**Listing**
#####

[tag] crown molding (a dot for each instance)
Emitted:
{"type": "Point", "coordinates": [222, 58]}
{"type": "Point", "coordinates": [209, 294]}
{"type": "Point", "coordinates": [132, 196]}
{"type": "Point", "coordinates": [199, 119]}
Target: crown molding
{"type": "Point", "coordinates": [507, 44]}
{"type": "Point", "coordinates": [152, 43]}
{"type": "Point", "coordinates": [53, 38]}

#####

**Work to do**
Rewrite each line of the material above as a numbered list, omitting any blank lines.

**Answer to this problem**
1. [tag] crown molding (a dot for each instance)
2. Emitted:
3. {"type": "Point", "coordinates": [222, 58]}
4. {"type": "Point", "coordinates": [209, 294]}
5. {"type": "Point", "coordinates": [132, 196]}
6. {"type": "Point", "coordinates": [199, 119]}
7. Target: crown molding
8. {"type": "Point", "coordinates": [507, 44]}
9. {"type": "Point", "coordinates": [152, 43]}
10. {"type": "Point", "coordinates": [53, 38]}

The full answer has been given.